(TASK ITEM)
A faithful copy of the whole listing is required.

+++ RECORD EXCERPTS +++

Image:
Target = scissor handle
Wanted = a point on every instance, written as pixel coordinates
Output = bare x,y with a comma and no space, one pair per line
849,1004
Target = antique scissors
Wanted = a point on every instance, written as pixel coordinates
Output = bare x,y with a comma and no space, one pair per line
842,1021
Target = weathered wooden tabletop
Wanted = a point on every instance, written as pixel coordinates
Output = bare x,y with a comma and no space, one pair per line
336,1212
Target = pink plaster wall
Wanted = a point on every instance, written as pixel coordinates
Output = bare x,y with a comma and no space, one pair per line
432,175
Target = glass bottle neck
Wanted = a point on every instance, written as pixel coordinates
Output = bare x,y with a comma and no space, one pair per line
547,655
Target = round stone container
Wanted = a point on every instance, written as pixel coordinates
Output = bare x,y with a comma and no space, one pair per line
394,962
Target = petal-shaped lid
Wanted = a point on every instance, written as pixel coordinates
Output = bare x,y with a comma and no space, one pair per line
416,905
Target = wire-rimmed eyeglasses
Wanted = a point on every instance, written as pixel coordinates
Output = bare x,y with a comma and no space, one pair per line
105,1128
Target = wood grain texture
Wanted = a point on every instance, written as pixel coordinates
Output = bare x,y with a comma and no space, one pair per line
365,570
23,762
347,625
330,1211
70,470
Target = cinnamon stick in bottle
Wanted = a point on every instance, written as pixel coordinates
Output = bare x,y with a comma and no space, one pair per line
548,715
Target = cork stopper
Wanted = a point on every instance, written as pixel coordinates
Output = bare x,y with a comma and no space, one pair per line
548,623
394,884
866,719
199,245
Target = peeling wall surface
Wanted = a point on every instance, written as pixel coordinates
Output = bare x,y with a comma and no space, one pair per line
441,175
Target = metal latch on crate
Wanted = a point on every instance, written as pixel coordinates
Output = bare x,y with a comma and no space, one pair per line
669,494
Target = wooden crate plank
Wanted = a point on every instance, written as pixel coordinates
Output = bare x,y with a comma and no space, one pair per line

+++

(RESPONSE AREA)
Image:
Target = scissor handle
Wanted = a point on every instance, written as pixel coordinates
Output = bare x,y with a comma and no space, one pair per line
849,1004
Target = antique scissors
Wanted = a point on every instance, written as pixel coordinates
Output = bare x,y with a comma and no space, one pair per line
842,1021
Target = weathered wooden tabletop
Wanted = a point on every instance, written as pixel coordinates
Output = bare x,y with a comma and no space, one pair per line
336,1212
Target = pink plaster wall
Wanted = a point on every instance, written as pixel coordinates
Output = bare x,y with a comma and no space, one pair per line
432,175
Target = glass bottle neck
Wanted = a point on every instance, written as pixel coordinates
Output = bare x,y with a comma and no space, one pair per line
547,655
Target = round stone container
Wanted = a point on every instance, written as pixel coordinates
Output = bare x,y with a comma and no space, one pair per line
394,962
Target = petal-shaped lid
Wanted = a point on every instance, written as pixel coordinates
Output = bare x,y with a comma and no space, one pair per line
416,905
Target = wire-rimmed eyeglasses
Wanted = a point on every instance, written as pixel coordinates
Output = bare x,y with a comma and no space, one pair per line
105,1128
Target = wood grain texture
Wanted = a point on every instance, written as pixel coordinates
Output = bare x,y with a comma and no space, one pair per line
365,570
23,762
347,625
330,1211
70,470
Target = cinnamon stick in bottle
Wanted = a point on every instance, written as pixel coordinates
Output = bare x,y with a comma and no space, one pair per line
548,715
Target = cork stopper
Wanted = a point on every instance, written as pixel coordinates
Output = bare x,y with a comma and no space, one pair per line
548,623
394,884
866,719
199,245
Target = peeling wall surface
Wanted = a point on every instance, written as pixel coordinates
Output = bare x,y with a comma and no space, one pair per line
441,175
Target = metal latch on crate
Wanted = a point on every instance, written as pixel coordinates
Output = bare x,y with a comma and no space, one pair per line
669,494
Target = wooden crate plank
Wanted = a point on every instance, written as pixel coordinates
Output = bare x,y with a comma and no space, one pair per line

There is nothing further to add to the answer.